Required work -
Can you extend the notebook below, which scrapes South Dakota WARN notices into a CSV, starting after its final line? Work only from the notebook and not from the rows that follow it.
--- start of Selected excerpt ---
# S.D. WARN notices

Goal: Scrape [the table of WARN notices in South Dakota](https://dlr.sd.gov/workforce_services/businesses/warn_notices.aspx) into a CSV (including links to PDFs, if available).

In [None]:
# generally want to import libraries at the top of your scripts or notebooks

# part of the standard library - we'll use it to write the data into a CSV file
# https://docs.python.org/3/library/csv.html
import csv

# now import the third-party libraries installed separately

# for making HTTP requests
# https://requests.readthedocs.io/
import requests

# for parsing HTML into Python data types
# https://www.crummy.com/software/BeautifulSoup/bs4/doc/
from bs4 import BeautifulSoup

In [None]:
# define a list of headers for the CSV
headers = [
    'company',
    'city',
    'date',
    'num_employees',
    'pdf_link'
]

In [None]:
# fetch the page
req = requests.get('https://dlr.sd.gov/workforce_services/businesses/warn_notices.aspx')
--- end of Selected excerpt ---
--- start of Given entries ---
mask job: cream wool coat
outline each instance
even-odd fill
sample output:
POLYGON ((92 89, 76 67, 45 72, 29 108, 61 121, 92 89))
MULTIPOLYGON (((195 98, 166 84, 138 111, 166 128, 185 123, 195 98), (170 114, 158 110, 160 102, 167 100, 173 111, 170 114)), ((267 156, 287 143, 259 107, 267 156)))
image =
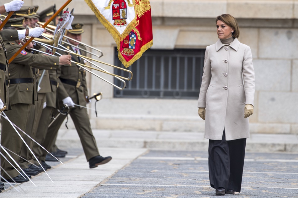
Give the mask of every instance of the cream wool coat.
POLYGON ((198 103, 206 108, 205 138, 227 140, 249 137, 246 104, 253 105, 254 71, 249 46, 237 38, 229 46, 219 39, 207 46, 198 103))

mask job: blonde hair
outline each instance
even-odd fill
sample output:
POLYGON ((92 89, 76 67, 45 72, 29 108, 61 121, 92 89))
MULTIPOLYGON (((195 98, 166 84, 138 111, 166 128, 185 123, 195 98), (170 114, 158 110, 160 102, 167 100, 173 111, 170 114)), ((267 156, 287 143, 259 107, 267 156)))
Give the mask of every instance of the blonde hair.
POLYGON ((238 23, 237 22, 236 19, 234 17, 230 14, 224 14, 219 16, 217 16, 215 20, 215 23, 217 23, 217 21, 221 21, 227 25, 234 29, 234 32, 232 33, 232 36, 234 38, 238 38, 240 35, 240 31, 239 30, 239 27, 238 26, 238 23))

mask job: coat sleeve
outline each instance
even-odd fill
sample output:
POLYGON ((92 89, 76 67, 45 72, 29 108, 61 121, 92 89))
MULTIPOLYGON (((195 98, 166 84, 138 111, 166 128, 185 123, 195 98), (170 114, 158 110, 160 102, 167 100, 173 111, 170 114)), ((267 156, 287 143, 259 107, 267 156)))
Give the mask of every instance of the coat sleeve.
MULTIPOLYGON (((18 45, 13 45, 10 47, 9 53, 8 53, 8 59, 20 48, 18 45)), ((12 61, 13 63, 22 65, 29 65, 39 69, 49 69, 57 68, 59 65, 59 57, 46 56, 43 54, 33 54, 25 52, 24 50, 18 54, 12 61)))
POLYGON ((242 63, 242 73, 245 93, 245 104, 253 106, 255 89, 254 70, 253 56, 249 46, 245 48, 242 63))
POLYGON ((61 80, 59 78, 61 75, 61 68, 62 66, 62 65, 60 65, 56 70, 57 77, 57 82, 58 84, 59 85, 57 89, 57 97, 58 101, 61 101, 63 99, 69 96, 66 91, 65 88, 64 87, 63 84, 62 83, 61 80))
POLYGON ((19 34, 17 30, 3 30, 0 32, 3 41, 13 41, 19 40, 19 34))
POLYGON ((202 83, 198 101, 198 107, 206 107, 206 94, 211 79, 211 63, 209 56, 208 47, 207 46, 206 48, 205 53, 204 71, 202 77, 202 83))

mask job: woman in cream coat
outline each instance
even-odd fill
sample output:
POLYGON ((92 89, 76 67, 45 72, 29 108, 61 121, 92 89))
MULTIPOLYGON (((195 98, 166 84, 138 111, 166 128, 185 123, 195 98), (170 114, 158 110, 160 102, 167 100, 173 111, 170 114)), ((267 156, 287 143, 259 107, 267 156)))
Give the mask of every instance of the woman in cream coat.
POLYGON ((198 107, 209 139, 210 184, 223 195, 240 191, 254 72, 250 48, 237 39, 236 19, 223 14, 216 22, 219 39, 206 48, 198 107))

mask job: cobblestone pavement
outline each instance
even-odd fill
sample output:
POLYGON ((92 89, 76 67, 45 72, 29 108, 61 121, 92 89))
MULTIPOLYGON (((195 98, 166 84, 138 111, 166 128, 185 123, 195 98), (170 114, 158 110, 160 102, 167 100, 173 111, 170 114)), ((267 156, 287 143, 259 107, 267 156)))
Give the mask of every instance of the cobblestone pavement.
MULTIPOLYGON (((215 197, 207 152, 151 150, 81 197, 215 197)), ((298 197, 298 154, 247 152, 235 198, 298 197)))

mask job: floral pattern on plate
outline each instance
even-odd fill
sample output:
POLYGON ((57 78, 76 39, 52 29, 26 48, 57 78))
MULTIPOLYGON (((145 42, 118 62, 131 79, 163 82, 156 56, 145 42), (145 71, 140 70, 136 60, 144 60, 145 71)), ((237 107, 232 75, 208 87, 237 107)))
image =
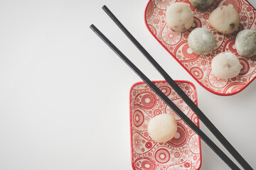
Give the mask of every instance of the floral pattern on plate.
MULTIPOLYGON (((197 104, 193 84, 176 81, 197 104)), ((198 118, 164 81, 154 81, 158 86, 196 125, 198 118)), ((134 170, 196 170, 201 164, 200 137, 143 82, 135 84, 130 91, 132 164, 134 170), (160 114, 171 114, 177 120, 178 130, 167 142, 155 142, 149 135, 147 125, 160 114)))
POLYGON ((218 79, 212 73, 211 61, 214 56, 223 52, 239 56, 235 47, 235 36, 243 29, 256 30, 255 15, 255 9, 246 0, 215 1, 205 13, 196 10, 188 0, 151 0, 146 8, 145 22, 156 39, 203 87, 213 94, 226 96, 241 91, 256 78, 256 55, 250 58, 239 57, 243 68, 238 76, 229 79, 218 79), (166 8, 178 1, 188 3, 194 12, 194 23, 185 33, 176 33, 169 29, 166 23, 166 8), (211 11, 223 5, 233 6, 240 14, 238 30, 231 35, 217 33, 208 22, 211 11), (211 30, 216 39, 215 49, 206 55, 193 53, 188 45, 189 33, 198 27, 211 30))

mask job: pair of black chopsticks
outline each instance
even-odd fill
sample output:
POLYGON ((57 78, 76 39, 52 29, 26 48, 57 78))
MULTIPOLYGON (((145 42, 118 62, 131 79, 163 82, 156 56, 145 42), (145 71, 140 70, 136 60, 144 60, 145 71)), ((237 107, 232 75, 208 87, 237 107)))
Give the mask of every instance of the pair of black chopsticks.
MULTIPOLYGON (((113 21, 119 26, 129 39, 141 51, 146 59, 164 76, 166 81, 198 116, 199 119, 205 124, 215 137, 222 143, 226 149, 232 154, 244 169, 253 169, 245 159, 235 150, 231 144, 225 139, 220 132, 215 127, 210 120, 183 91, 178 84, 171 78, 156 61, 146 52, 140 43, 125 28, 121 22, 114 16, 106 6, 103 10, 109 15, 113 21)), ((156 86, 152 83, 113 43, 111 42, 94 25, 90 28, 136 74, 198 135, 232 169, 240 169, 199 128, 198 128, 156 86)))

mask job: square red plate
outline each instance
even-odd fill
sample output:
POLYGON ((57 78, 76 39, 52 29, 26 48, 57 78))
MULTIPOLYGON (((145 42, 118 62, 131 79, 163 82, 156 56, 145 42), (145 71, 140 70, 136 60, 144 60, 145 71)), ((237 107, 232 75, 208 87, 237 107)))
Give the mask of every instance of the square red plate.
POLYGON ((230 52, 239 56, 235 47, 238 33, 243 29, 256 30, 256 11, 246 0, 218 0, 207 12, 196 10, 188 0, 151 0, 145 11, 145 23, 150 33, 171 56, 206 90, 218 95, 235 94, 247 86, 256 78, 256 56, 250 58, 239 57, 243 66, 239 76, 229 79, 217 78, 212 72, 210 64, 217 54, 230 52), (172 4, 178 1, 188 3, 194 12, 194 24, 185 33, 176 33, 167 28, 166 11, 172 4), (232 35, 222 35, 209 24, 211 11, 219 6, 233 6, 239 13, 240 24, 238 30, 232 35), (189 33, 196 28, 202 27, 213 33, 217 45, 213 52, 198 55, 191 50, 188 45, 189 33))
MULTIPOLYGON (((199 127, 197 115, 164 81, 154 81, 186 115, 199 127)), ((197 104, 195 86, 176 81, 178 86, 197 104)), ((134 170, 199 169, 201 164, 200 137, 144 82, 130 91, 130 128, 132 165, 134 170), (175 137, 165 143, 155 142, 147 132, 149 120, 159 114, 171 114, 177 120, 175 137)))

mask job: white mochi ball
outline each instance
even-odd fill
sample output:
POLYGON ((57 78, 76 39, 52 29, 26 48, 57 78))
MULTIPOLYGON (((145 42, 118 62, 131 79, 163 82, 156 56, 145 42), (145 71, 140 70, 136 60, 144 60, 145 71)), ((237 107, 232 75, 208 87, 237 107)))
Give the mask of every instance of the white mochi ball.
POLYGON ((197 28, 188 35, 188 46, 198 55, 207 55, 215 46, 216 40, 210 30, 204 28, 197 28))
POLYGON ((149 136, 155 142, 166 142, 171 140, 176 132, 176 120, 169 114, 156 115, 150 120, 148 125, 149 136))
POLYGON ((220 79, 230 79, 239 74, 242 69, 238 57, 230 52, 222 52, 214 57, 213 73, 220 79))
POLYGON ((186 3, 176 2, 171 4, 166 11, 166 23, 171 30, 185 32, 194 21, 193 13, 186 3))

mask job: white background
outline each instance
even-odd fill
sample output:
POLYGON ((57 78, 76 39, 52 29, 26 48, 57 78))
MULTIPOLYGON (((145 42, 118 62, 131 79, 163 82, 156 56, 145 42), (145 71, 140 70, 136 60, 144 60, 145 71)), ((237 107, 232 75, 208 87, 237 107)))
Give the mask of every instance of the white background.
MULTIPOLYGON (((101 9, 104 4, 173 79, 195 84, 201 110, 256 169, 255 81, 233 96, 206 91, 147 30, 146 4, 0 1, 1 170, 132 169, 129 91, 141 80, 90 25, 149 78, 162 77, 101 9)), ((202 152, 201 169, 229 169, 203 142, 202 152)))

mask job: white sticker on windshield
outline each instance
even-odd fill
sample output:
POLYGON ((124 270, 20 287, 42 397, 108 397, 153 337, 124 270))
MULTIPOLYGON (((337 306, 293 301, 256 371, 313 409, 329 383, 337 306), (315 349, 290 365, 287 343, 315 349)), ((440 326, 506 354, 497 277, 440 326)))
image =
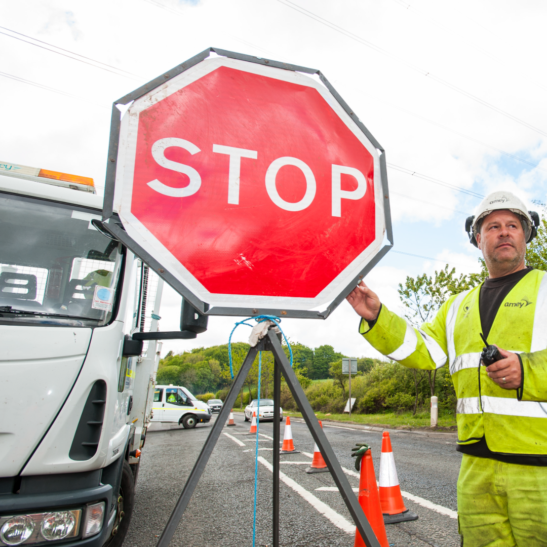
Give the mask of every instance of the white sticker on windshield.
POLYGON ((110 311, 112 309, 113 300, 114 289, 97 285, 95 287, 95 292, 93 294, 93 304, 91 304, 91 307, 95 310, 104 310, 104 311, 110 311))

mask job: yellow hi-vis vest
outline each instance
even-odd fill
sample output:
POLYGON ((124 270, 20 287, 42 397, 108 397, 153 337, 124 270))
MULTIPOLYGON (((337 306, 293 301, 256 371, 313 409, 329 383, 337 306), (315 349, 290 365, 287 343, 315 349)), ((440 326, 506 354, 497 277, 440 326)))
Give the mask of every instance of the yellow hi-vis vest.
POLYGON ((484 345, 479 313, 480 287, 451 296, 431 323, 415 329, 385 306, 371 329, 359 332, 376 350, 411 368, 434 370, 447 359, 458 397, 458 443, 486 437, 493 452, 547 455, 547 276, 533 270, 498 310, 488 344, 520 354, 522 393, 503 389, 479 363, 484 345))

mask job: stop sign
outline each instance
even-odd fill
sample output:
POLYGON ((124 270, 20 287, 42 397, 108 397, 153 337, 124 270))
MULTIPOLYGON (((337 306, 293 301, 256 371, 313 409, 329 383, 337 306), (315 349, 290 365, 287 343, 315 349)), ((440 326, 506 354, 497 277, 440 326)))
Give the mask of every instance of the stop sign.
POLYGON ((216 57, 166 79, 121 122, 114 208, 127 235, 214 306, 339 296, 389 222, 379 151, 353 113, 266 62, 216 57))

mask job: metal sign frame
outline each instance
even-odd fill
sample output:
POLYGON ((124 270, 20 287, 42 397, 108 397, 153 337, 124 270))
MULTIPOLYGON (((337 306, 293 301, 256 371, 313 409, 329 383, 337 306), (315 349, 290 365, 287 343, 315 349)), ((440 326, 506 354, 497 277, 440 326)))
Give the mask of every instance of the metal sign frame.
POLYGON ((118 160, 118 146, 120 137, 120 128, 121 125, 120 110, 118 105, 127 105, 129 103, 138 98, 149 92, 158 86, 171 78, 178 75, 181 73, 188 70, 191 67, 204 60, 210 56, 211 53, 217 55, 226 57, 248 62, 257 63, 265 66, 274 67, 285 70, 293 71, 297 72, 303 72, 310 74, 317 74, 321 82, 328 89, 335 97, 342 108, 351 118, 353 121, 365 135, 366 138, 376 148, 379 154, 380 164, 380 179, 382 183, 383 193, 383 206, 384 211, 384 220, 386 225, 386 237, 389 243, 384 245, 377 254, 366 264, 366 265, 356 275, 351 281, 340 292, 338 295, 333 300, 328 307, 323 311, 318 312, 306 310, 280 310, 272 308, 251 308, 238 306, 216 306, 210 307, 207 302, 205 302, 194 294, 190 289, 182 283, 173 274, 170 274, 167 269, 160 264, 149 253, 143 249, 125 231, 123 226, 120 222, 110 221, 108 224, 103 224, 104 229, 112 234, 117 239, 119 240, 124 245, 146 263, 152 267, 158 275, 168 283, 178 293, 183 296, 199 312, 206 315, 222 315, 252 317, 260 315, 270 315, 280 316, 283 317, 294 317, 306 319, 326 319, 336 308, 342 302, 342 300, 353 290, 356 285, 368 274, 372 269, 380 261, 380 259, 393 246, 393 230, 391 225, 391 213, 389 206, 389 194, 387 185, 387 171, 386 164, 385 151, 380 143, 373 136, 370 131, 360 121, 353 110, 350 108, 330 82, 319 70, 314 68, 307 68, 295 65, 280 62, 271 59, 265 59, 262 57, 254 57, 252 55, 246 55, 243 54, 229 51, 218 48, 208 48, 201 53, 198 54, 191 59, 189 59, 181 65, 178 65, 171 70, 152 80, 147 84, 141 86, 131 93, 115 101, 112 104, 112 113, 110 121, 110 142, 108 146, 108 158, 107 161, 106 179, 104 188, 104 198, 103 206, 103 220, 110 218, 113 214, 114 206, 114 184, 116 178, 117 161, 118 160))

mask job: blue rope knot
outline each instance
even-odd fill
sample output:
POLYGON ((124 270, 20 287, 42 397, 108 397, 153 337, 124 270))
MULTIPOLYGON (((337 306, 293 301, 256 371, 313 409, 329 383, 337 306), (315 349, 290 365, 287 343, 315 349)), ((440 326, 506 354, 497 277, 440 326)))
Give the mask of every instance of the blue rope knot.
--- end of Given entries ---
Reply to the task -
# check for HTTP errors
# https://requests.readthedocs.io/en/latest/api/#requests.Response.raise_for_status
req.raise_for_status()

In [None]:
# take a quick peek at the HTML -- the .text attribute of the request
req.text

In [None]:
# turn that HTML into soup using the default HTML parser
# https://www.crummy.com/software/BeautifulSoup/bs4/doc/#specifying-the-parser-to-use
soup = BeautifulSoup(req.text, 'html.parser')

In [None]:
type(soup)

In [None]:
# find the table (it's the only one on the page - Ctrl+F for <table in the source code)
# the find() method returns a single element, if it exists, or None if it doesn't
# https://www.crummy.com/software/BeautifulSoup/bs4/doc/#find
table = soup.find('table')

In [None]:
table

In [None]:
# find all of the the rows (the `tr` or "table row" element) in the table
# the find_all() method returns a list of elements, if they exist, or an
# empty list if they don't
# https://www.crummy.com/software/BeautifulSoup/bs4/doc/#find-all
rows = table.find_all('tr')

In [None]:
rows

In [None]:
# count the number of rows -- the number of items in the
# list returned by calling the find_all() method -- using the
# built-in Python function len()
# https://docs.python.org/3/library/functions.html#len
len(rows)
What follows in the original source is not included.